* _WHAT IS BEING ASKED_
Set down exactly the lines from the one containing "Question. Point out every instance of the white rectangular" through the end of the records below, both included, and nothing else.

Coordinate annotation records
· · · · ·

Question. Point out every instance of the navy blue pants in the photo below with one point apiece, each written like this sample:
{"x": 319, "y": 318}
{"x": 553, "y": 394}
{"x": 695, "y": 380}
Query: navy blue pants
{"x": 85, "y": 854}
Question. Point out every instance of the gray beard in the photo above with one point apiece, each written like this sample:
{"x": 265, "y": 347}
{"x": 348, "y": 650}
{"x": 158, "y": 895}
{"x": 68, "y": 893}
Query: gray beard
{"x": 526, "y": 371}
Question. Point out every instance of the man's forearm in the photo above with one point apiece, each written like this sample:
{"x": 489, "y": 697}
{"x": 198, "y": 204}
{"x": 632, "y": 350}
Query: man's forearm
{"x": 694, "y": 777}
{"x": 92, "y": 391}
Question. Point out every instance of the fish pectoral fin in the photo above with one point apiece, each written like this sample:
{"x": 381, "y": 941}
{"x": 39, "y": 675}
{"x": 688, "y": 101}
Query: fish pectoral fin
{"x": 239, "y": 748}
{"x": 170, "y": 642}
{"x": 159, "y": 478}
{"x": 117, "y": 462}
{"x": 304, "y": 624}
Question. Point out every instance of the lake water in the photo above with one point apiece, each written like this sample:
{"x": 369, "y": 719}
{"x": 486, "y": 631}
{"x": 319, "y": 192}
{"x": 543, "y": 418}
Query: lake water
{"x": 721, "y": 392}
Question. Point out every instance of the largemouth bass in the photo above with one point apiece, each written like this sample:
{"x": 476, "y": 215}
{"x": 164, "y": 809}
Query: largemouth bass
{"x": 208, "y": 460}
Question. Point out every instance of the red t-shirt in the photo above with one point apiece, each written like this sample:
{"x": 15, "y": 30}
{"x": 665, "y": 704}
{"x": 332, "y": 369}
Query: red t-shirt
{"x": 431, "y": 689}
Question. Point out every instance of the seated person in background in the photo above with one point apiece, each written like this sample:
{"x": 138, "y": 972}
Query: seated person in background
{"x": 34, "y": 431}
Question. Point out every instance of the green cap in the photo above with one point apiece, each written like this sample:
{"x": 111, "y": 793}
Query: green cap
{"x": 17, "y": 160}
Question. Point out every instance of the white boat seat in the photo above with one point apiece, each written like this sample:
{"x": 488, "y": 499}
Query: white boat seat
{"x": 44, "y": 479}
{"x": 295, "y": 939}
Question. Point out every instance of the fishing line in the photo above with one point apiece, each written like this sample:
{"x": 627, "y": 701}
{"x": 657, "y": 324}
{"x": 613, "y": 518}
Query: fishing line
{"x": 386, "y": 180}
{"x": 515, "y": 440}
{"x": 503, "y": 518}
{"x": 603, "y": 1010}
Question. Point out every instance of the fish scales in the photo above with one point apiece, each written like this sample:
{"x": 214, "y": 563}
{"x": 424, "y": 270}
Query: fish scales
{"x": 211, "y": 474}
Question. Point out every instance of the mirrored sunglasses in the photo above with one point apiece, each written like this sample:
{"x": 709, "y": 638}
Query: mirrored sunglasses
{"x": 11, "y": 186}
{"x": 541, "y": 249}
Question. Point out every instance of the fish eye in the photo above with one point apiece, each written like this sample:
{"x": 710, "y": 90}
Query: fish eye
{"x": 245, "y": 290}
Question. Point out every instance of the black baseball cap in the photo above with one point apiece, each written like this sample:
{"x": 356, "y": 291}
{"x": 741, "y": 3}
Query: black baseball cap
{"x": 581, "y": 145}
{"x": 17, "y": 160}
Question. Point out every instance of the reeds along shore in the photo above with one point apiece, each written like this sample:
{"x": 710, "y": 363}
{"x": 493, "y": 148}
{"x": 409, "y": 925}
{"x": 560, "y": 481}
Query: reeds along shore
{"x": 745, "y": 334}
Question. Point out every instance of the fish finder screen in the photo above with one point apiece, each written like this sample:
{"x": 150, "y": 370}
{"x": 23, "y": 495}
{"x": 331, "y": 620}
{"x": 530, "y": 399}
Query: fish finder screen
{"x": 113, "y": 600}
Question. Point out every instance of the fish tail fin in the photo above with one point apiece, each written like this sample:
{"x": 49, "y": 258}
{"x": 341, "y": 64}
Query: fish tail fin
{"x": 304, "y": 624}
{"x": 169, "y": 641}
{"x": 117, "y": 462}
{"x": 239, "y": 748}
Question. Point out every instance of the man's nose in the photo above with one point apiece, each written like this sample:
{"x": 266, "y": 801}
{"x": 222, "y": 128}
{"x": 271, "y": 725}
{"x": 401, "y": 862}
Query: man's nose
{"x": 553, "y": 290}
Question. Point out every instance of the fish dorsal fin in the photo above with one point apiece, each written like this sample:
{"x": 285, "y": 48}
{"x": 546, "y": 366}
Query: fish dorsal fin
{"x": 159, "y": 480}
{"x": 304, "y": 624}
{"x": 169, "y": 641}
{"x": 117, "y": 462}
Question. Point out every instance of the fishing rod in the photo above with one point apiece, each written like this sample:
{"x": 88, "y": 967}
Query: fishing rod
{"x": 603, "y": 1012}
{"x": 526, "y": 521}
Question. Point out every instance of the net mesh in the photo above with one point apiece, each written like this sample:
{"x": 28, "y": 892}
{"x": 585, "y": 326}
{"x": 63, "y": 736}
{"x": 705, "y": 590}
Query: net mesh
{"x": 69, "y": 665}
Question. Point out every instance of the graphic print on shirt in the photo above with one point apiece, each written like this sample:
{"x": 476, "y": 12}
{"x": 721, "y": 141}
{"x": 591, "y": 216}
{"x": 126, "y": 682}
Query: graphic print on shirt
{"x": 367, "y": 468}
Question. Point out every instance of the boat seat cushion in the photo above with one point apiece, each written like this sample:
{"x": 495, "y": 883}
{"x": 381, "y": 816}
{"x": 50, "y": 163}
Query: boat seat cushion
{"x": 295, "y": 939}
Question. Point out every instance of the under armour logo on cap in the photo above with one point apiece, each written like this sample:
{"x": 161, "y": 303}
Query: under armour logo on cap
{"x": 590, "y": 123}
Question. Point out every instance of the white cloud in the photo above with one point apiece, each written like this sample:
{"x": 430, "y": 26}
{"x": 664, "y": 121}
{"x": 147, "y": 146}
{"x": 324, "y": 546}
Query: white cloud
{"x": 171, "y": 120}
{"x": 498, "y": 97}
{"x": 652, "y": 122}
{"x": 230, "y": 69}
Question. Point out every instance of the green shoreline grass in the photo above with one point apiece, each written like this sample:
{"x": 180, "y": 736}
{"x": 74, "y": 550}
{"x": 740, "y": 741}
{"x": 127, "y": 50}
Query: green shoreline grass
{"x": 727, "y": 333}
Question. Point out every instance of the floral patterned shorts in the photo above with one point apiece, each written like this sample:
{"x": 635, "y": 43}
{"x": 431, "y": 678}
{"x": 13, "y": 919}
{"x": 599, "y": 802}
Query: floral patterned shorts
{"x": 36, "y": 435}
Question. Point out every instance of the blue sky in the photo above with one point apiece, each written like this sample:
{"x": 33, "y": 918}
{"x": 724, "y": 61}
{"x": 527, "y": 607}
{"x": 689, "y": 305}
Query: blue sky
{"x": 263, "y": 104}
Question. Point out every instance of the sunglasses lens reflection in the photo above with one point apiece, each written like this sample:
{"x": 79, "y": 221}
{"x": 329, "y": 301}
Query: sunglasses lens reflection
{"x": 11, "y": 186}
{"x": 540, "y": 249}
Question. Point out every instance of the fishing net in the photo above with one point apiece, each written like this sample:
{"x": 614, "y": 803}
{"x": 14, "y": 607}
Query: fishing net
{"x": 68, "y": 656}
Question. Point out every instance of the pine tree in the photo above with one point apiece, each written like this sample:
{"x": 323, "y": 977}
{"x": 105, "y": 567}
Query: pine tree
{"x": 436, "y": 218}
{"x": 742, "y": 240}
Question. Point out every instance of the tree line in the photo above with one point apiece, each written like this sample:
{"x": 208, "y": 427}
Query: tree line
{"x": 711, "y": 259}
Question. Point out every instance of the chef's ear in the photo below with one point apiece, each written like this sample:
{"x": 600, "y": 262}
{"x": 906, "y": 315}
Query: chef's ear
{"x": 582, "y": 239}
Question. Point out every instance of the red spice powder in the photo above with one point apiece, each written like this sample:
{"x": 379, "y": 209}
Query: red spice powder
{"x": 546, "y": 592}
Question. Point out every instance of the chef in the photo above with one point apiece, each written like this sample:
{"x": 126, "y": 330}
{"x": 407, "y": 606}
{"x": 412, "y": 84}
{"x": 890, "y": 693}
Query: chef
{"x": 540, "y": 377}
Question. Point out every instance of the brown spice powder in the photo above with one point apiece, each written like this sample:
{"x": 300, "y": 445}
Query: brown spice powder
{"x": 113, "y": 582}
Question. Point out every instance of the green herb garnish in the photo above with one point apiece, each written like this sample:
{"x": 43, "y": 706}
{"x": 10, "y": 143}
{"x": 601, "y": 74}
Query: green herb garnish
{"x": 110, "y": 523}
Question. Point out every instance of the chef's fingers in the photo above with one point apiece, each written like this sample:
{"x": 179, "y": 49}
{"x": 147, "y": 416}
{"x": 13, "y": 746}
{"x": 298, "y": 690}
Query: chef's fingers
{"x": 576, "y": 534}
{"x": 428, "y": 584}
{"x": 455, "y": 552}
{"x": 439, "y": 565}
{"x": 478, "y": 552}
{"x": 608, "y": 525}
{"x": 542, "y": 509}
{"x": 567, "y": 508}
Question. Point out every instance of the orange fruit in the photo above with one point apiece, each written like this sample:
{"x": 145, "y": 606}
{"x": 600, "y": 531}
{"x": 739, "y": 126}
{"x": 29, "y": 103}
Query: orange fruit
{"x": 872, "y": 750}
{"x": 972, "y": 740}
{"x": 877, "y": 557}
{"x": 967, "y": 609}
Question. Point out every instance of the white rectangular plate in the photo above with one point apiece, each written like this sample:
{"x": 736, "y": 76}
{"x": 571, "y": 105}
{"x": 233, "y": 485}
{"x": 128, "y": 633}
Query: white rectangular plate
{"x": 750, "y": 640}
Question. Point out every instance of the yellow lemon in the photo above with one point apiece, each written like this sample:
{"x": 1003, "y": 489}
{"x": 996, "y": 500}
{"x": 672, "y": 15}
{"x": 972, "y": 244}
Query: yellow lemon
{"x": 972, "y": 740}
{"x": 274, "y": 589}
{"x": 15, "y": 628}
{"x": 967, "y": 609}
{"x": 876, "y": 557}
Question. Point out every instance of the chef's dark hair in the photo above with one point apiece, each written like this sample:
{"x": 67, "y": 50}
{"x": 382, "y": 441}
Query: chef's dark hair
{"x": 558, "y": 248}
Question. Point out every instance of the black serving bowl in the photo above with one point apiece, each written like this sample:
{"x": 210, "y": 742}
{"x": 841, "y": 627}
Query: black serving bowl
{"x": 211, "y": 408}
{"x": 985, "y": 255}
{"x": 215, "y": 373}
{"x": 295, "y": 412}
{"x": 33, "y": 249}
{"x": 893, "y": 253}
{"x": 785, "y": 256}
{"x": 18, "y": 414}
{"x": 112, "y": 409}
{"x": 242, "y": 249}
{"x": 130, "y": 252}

· · · · ·

* _RESULT_
Question. Point out every instance of the white rectangular plate in the photo above with one point apiece, each written like this sample:
{"x": 736, "y": 76}
{"x": 571, "y": 105}
{"x": 233, "y": 485}
{"x": 128, "y": 633}
Query: white rectangular plate
{"x": 750, "y": 640}
Question. Point out every instance of the yellow lemon in the photo above with one point apiece, each written like this sample:
{"x": 1003, "y": 489}
{"x": 996, "y": 500}
{"x": 672, "y": 15}
{"x": 972, "y": 244}
Query: yellow lemon
{"x": 972, "y": 740}
{"x": 274, "y": 589}
{"x": 15, "y": 628}
{"x": 967, "y": 609}
{"x": 876, "y": 557}
Question. Point out every instance of the chef's dark hair in the photo above with one point apiece, each written like this sample:
{"x": 67, "y": 50}
{"x": 382, "y": 441}
Query: chef's dark hair
{"x": 558, "y": 248}
Question. Point out every instance of the black serving bowl in the photo above with one point apiece, each written like this sample:
{"x": 210, "y": 742}
{"x": 841, "y": 627}
Query: black serving bowl
{"x": 211, "y": 408}
{"x": 985, "y": 255}
{"x": 215, "y": 373}
{"x": 295, "y": 412}
{"x": 33, "y": 249}
{"x": 893, "y": 253}
{"x": 785, "y": 256}
{"x": 18, "y": 414}
{"x": 112, "y": 409}
{"x": 242, "y": 249}
{"x": 130, "y": 252}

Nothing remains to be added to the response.